» Alıntı metin

☆ ☆ ☆ ☆ ☆

Türkiyede ki kuş türlerinin %52si yani yaklaşık 260 gibi bir sayıya karşılık gelen kısmı bu alanın içerisinde. Bunların bir kısmı 12 ay boyunca bu bölgede olurken bir kısmı ise göç zamanı bu bölgeyi tercih ediyorlar.
Bu kuş türleri içerisinde , alanda, Bayrak türü ”Akkuyruk Kartal ” olarak ifade edilen bir kuş türü var. Bayrak türü’nün manası şu anlama geliyor. Bu türü koruma altına alındığında besin zincirindeki bütün hayvanları koruma altına alıyorsunuz. Örneğin ; balıklar, yılanlar, kertenkele yiyenler, fareler ,sincaplar gibi hayvanlar koruma altında..
Ayrıca kıyı kumullarında 22 km lik kesintisiz bir sahile sahip. Bu kıyı kumullarının 4 tanesi endemik olmak üzere 45 den fazla kıyı kumul bitkisi tespit edilmiş.

☆ ☆ ☆ ☆ ☆

» Kayıtlar
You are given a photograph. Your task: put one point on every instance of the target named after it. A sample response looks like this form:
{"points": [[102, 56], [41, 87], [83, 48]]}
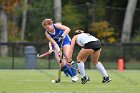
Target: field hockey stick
{"points": [[59, 71], [44, 54]]}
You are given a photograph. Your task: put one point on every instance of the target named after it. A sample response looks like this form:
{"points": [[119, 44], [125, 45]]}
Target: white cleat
{"points": [[74, 79]]}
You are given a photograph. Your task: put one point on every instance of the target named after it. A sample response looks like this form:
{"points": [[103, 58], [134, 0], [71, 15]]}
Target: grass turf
{"points": [[39, 81]]}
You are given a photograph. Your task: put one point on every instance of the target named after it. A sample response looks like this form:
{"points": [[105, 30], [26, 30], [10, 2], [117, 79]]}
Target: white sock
{"points": [[101, 69], [81, 67]]}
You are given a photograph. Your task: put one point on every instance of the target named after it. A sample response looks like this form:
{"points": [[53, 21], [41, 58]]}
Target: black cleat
{"points": [[84, 79], [106, 80]]}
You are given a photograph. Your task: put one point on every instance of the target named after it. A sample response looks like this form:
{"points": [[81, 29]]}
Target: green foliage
{"points": [[38, 11], [71, 17], [103, 31]]}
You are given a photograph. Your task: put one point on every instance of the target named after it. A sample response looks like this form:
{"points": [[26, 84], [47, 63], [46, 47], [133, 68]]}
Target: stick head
{"points": [[57, 81]]}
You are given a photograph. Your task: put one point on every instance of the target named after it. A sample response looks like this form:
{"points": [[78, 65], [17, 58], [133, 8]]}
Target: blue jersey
{"points": [[56, 36]]}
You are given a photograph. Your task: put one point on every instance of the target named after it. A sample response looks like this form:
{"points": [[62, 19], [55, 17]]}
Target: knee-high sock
{"points": [[65, 72], [73, 69], [68, 70], [81, 67], [101, 69]]}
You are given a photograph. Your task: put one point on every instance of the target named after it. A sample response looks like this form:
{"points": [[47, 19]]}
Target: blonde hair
{"points": [[46, 20], [78, 32]]}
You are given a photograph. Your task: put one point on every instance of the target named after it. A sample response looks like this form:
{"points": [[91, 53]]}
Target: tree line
{"points": [[111, 21]]}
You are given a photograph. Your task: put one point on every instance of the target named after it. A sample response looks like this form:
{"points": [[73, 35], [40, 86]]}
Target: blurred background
{"points": [[115, 22]]}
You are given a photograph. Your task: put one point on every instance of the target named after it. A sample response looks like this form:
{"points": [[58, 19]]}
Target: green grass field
{"points": [[39, 81]]}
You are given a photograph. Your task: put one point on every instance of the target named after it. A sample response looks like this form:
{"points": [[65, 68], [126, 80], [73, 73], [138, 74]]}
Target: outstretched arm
{"points": [[53, 42], [72, 47], [64, 28]]}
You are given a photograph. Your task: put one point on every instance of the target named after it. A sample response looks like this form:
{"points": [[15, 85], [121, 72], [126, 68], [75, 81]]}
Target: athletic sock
{"points": [[68, 70], [81, 67], [101, 69], [73, 69]]}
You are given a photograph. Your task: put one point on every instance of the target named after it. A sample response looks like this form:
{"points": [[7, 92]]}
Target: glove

☆ ☆ ☆ ☆ ☆

» Sorular
1. Aşağıdaki ifadelerin alıntı metinle uyuşup uyuşmadığını evet ya da hayır diye belirtin ve her cevabı metindeki belirleyici sözlerle, aynen alıntılayarak destekleyin.
(a) Türkiye'deki kuş türlerinin yarısından fazlası bu alanda bulunur.
(b) Alandaki kuş türlerinin hepsi yıl boyunca bölgede kalır.
(c) Alanın kıyısında 22 km uzunluğunda kesintisiz bir sahil vardır.
2. Alıntı metne göre alanda bayrak türü olarak ifade edilen kuş hangisidir?
3. Alıntı metni üç cümleyle özetleyin.

» Soruların cevapları
1.
(a) Evet: "Türkiyede ki kuş türlerinin %52si yani yaklaşık 260 gibi bir sayıya karşılık gelen kısmı bu alanın içerisinde."
(b) Hayır: "Bunların bir kısmı 12 ay boyunca bu bölgede olurken bir kısmı ise göç zamanı bu bölgeyi tercih ediyorlar."
(c) Evet: "Ayrıca kıyı kumullarında 22 km lik kesintisiz bir sahile sahip."

2. Akkuyruk Kartal.

3. Türkiye'deki kuş türlerinin %52'si, yani yaklaşık 260 tür bu alanda bulunur; bunların bir kısmı yıl boyunca bölgede kalır, bir kısmı ise göç zamanı gelir. Alanın bayrak türü Akkuyruk Kartal'dır ve bu tür koruma altına alındığında besin zincirindeki bütün hayvanlar da korunmuş olur. Alanda ayrıca kıyı kumullarında 22 km'lik kesintisiz bir sahil vardır ve 4'ü endemik olmak üzere 45'ten fazla kıyı kumul bitkisi tespit edilmiştir.